▶ [Description of the task]: Render every line of the items below as a numbered list, omitting blank lines and leaving out the pictures.

▶ [The records]:

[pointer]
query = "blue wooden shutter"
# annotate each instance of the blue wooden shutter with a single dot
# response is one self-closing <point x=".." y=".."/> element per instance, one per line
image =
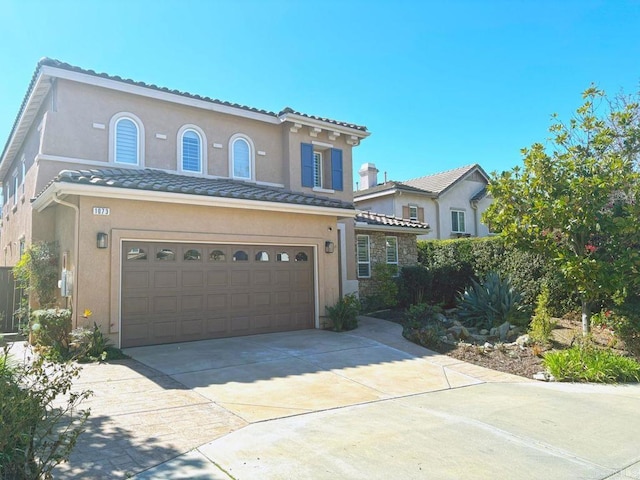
<point x="307" y="165"/>
<point x="336" y="169"/>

▶ [Exercise solution]:
1. [pointer]
2. query = "blue wooden shutter"
3. # annotate each instance of the blue wooden shutter with a single dot
4. # response is one self-closing <point x=".." y=".."/> element per instance, one per line
5. image =
6. <point x="307" y="165"/>
7. <point x="336" y="169"/>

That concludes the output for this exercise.